##### Extract provided
# My "Showline" in agility??



## Anthony8858 (Sep 18, 2011)

I've been in basic obedience with Kira for a few months. The school focuses on agility, and does its regular shows and competition.

One of the trainers has taken to Kira, and offered to take Kira one on one from basic to advanced agility. She loves her, and wants to show her.
The fee is nothing more than it would cost me to continue my obedience class, just a longer commitment. (I'm ok with it).

The trainer wants to train and be her handler in competition.

Kira is only 53 lbs, and she runs like she just stole a piece of candy  She's very agile.

She's been doing basic agility. She goes through the tunnels, and hurdles, etc.. and she's very receptive to learning the agility course.

What are your thoughts on a WGSL with a shutzhund pedigree, doing agility?


----------



## robinhuerta (Apr 21, 2007)

*WHY NOT? Do it!*


----------



## Jax08 (Feb 13, 2009)

Why not?  Many working line GSDs do agility. 

My only question is....why don't you run her instead of the trainer?


----------



## Emoore (Oct 9, 2002)

Absa-frickin-lutely! If my built-like-a-Mack-truck DDR with a Schutzhund pedigree can do it, your lean and agile WGSL with a Schutzhund pedigree can do it. Only thing I would say is keep the obstacles low until you get her hips and elbows x-rayed. That's what we're doing.


I agree with Jax, though. Why don't you do it too?


----------



## Courtney (Feb 12, 2010)

I think she can excel at agility, rally, etc.


----------



## Anthony8858 (Sep 18, 2011)

Emoore said:


> Absa-frickin-lutely! If my built-like-a-Mack-truck DDR with a Schutzhund pedigree can do it, your lean and agile WGSL with a Schutzhund pedigree can do it. *Only thing I would say is keep the obstacles low until you get her hips and elbows x-rayed. * That's what we're doing.
> 
> 
> I agree with Jax, though. Why don't you do it too?


The X-rays were my next question.

The trainer has been keeping her jumping to a minimum. She's raised nothing but GS her whole life, and knows very well what the precautions are.

At what age should I get her Xray'd, and is there anything I need to know about doing this the proper way?
Is there a certification, or specialist that should be doing this?


----------



## PaddyD (Jul 22, 2010)

Why not? They say white men can't jump but they sure keep trying, don't they?


----------



## Shaina (Apr 2, 2011)

Personally, I wouldnt want somebody else to train/handle my dog in agility.. it is a very fun bonding experience that I wouldn't want to lose out on. Plus, it's so much fun for the dog AND the owner.

As for showlines, I think that it'd be great if more showline owners went for agility as opposed to schutzhund (depending on the dog). I've seen plenty of nice, drivey showline dogs that would excel in a sport that had less pressure involved, and agility is definitely that.


----------



## Emoore (Oct 9, 2002)

Anthony8858 said:


> The X-rays were my next question.
> 
> The trainer has been keeping her jumping to a minimum. She's raised nothing but GS her whole life, and knows very well what the precautions are.
> 
> ...
##########
##### Provided records
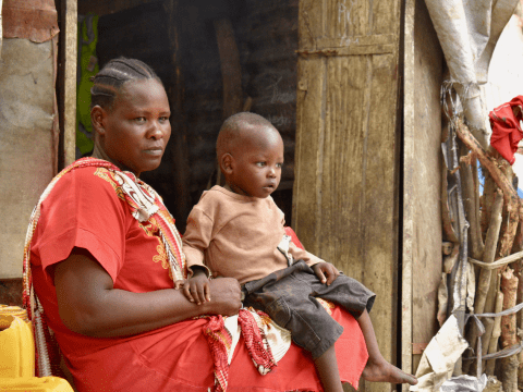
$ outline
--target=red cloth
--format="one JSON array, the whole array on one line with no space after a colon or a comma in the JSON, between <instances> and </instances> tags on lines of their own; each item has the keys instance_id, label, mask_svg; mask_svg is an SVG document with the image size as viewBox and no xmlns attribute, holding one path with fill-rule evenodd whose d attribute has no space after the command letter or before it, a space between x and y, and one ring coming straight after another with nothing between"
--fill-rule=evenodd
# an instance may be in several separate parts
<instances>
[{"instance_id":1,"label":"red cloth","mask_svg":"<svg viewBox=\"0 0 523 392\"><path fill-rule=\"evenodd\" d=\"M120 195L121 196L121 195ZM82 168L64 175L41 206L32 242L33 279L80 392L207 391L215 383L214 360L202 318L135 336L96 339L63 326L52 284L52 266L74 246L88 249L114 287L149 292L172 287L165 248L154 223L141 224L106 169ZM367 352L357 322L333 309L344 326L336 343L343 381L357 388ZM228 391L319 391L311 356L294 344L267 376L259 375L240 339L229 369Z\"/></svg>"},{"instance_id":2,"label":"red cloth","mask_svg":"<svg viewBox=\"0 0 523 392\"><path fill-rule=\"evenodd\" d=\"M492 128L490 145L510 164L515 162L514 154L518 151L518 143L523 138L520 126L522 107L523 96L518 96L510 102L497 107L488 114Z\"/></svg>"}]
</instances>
##########
Write out the portion of the forum thread about a showline dog in agility that begins with the words containing "The trainer wants" and ends with "the agility course.".

# Problem solution
The trainer wants to train and be her handler in competition.

Kira is only 53 lbs, and she runs like she just stole a piece of candy  She's very agile.

She's been doing basic agility. She goes through the tunnels, and hurdles, etc.. and she's very receptive to learning the agility course.